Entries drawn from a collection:
--- Begin ---

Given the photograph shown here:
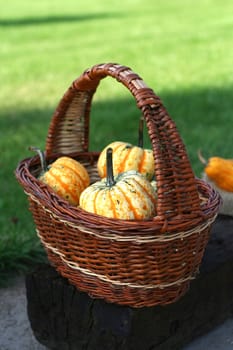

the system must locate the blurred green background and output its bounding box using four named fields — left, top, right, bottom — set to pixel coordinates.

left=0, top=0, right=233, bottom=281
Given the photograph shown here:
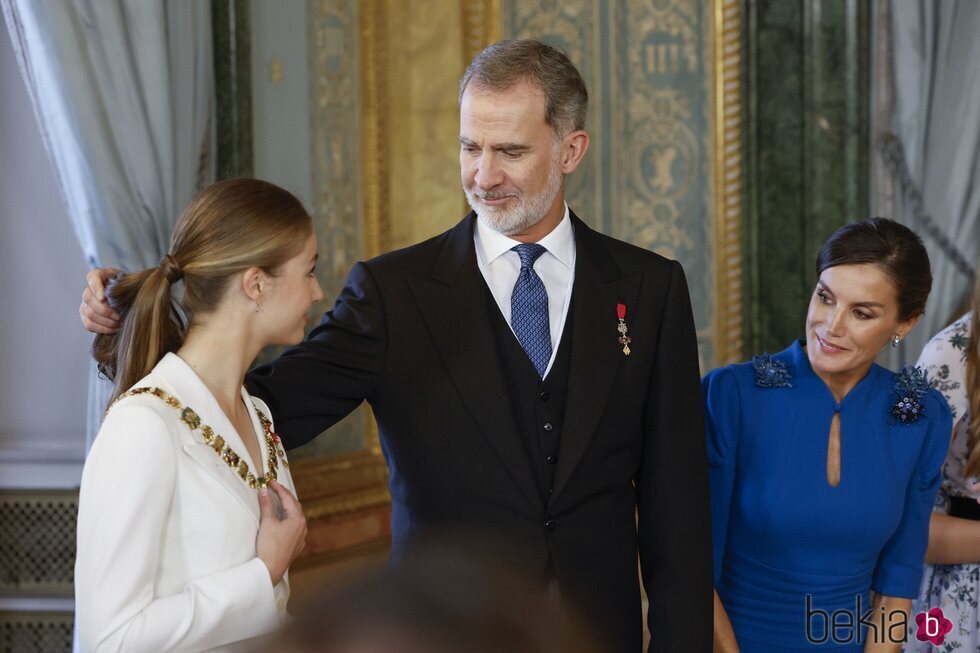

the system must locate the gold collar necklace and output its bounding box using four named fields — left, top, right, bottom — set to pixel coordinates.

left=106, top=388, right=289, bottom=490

--- End ---

■ **What to work on**: Edit the items above so that "photograph" becomes "image" wherever it appears, with everything else left as it is. Omit the pictures from your version.

■ **Response to this task**:
Given the image shown here:

the system must locate the blurred green background and output its bounding box using four named fields — left, top, right, bottom — set to pixel coordinates.

left=0, top=0, right=233, bottom=281
Given the image shown here:

the system must locate the gold collar necklace and output its bounding box using four named fields — left, top, right, bottom — set to pixel coordinates.

left=106, top=388, right=289, bottom=490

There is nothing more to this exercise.